Copy every record exactly, and keep the pictures out.

[Start of EXTRACTED INFORMATION]

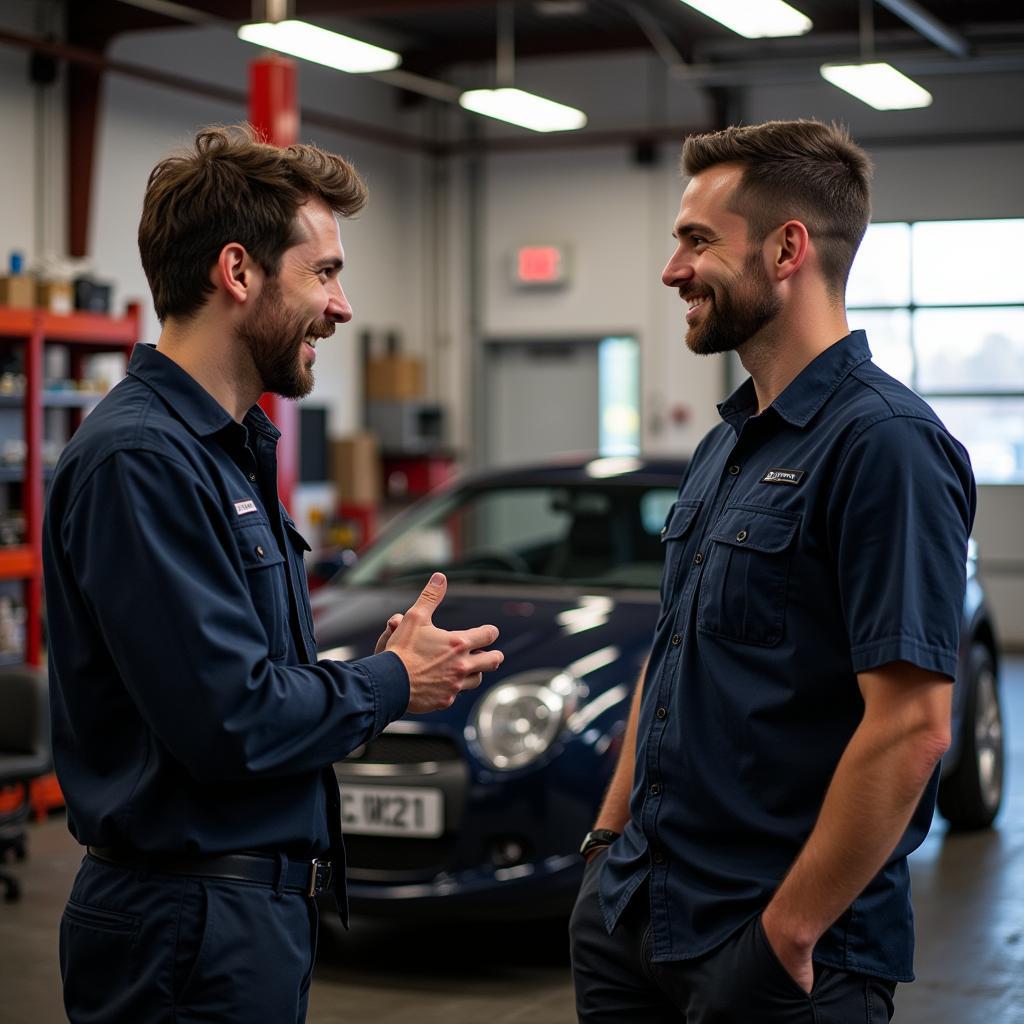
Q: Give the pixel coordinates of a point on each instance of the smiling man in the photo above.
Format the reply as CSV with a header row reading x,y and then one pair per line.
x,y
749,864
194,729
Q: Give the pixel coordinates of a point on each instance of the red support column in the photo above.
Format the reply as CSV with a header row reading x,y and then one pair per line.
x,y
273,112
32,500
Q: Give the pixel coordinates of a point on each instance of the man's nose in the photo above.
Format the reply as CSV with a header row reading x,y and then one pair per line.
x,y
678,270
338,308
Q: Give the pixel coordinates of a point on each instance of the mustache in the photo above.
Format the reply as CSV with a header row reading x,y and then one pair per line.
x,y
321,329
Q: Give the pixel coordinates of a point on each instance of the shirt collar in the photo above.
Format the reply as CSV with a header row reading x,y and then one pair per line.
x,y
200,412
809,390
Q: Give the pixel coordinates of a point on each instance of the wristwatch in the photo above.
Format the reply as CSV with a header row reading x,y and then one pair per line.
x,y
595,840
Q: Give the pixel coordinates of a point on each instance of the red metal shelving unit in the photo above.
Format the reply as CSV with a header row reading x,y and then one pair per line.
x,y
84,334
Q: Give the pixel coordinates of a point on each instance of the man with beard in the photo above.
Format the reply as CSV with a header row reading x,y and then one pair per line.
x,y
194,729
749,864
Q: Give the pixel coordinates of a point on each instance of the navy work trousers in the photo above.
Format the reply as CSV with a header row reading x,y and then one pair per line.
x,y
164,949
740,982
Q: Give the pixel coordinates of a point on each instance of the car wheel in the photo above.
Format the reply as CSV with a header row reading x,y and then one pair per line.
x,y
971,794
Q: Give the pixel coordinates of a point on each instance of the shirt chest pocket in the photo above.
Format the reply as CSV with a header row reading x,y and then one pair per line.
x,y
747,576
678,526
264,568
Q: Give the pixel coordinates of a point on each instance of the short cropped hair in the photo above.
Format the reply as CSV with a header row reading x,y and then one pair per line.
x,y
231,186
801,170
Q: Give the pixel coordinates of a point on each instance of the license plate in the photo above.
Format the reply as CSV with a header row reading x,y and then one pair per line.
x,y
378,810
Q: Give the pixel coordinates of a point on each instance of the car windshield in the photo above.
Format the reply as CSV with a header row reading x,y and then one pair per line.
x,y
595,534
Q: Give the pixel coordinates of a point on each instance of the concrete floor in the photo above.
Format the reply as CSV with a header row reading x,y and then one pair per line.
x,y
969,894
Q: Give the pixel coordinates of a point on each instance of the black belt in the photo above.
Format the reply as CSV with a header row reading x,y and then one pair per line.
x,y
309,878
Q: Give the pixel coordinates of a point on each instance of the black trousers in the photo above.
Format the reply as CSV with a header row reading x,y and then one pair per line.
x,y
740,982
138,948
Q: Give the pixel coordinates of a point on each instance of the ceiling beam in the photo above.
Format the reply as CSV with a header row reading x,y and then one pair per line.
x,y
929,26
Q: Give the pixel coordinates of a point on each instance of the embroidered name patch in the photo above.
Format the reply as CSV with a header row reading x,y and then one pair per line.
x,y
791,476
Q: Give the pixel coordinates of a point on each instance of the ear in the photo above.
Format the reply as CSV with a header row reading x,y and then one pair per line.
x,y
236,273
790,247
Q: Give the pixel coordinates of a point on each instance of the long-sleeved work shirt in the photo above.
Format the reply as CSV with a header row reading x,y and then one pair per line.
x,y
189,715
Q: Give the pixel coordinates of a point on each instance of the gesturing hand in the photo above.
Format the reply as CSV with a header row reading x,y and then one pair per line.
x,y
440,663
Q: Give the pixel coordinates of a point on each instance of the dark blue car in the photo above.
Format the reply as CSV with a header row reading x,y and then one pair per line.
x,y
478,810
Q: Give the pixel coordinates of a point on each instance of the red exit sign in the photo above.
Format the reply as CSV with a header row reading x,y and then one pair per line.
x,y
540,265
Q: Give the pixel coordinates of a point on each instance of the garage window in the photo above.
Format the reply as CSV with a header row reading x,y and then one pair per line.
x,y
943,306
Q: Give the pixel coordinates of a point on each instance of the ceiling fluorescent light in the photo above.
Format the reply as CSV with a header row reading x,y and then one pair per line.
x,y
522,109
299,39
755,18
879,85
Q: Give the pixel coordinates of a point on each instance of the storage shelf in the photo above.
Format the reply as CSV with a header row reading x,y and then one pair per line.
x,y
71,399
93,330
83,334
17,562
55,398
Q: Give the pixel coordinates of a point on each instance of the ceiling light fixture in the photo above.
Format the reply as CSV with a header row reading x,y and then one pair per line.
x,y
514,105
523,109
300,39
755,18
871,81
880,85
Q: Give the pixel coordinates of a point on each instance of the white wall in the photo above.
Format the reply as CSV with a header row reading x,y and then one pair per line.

[End of EXTRACTED INFORMATION]

WORKED ANSWER
Q: Give the pixel coordinates of a point on each instance of the smiling man in the photo above.
Format the reply as CSV with a header row reading x,y and then one pair per line.
x,y
749,864
194,729
Q: Give the pixel coordinates of a point on each instance of the red support column in the photo above.
Format the reply as CSV with a header row reading x,y and then one pair per line.
x,y
273,112
32,500
Q: Give the pixel coordinates of a point on each instance of the man's nose in the photo above.
Format the reply as CSV with a header row reading x,y and then one pair per line.
x,y
678,270
338,308
Q: Give the pixel coordinates of a point on each instance of the mustache in the photo above.
Format the reply as CSV with a header row reading x,y and then one pair per line.
x,y
321,329
Q: Give the pixel coordinates of a point on each instance of the shirt collar in the photo above.
Format the reply as CSV with a header row reading x,y and then one pair per line.
x,y
200,412
809,390
Q: Give the pixel coordinates of a point on each instance of the wristwatch in the photo above.
Format the reply as CSV with a header row reading x,y and then one pair per line.
x,y
595,840
Q: Give the pixel coordinates of a point on each instance of the red metal shelving unit in the photo above.
Format the reply as CSV with a header row reading x,y and then one pair per line.
x,y
84,334
Q: Give the pixel coordinates of a point on each instance of the man with beard in the photo above.
Format the reply as CSV with a header row reading x,y and then one pair per line.
x,y
194,729
749,864
Q: Give the pixel coordinates of a point on each instance of the navy work trousers in the photo above.
Format the reply as CSV with a header row reading x,y and then one pair per line.
x,y
164,949
740,982
Q: Give the pixel coordinates of a point on each instance of the car wheel in the photo above.
Format the reply as CSV with a header row reading x,y and then one pair per line.
x,y
971,794
Q: Give the pixel coordinates of a point on each instance of the shirt chest pocket in the photo above.
Format the reply as CSV with a header row reading x,y and then one pair per line.
x,y
747,576
678,526
264,568
Q: Give the pixel coordinates of a point on each instance of the short cropped hair in the photo above.
Format the reply as CSV with a header row reading x,y and then one pair per line.
x,y
231,186
801,170
Q: Give the pixel coordinates of a point on each instance of the license plate in the photo above.
Format the reply as CSV with a header row reading x,y and then one pair per line.
x,y
378,810
Q: Give the pixel coordinates of a point on each instance of the car windshield in the photo above.
Format the reply as CSV with a header row reading x,y and then one pair per line.
x,y
595,534
Q: Give the pixel coordinates of a point on each instance of the concrete floor in the photo above.
Format the reply as CSV with a header row reading x,y and then one pair per line.
x,y
969,894
Q: Give the pixel coordinates of a point on each instance of the black belt in the photo above.
Format the reply as CSV with a header row reading x,y and then one pair per line.
x,y
309,878
Q: Give the pixel coordinates of a point on each instance of the black trousers in the photo above.
Format the reply as CSV with a header row reading x,y and then one pair per line.
x,y
740,982
138,948
Q: Give the pixel coordinates of a point on each instance of the ceiling beam in the photo above.
Format the reply as CSV with a header row reading x,y and then one pair per line.
x,y
929,26
Q: Give the pixel coordinates of a point on each instance of the embroidered name patch in the photo above.
Format the reply as CSV with a header row reading x,y and then one pair per line.
x,y
791,476
Q: Give the pixel coordinates of a point on each instance of the ear in the photo above.
Format the reply as CSV with a header row reading x,y and then one pair per line.
x,y
236,273
790,247
Q: Give the pixel coordinates of a point on each instance of the long-sleeved work shirt in the photo above.
Format the reply as CSV with a header row reading x,y and then one pair per line.
x,y
189,715
Q: Give the pixel coordinates of a point on each instance of the gesturing hand in the photo above.
Format the reply as CSV with a header row reading x,y and then one pair per line.
x,y
440,663
Q: Give the pixel coordinates of a point on each instance of the dark blue car in the photo above.
Format the reply as CSV with a header row reading x,y and then one pair per line.
x,y
478,810
Q: Give the pixel coordinates of a point on each instance of the red exit sign in the photo above.
Format the reply as CSV with a header row reading x,y and then one pair per line.
x,y
540,265
Q: Give the pixel coordinates of a point on each instance of the garage window in the photo above.
Format the reply as CSV with a header row reading x,y and then one pair per line.
x,y
943,306
Q: Give the pixel coordinates of a point on each instance of the ceiling fluorescent light in the photo above.
Format the reply as CSV with a header row reading x,y and then one pair per line.
x,y
522,109
299,39
755,18
879,85
Q: Give the pixel coordinates of a point on each instance of the storage shelf in the photo above.
Format the reply as CSV with a header row reading x,y and then one pair per line.
x,y
71,399
93,330
83,334
17,562
55,398
Q: Give the pixel coordinates of a point on each instance of the ceiling light fixture in the photo above.
Format the reply as CSV with a header row reading x,y and then one pair per line.
x,y
514,105
523,109
300,39
755,18
871,81
880,85
Q: Give the pixel coordinates of a point on each instance of the white wall in the photo above.
Format the reply as CSV with a header row reading x,y and then one pair per line.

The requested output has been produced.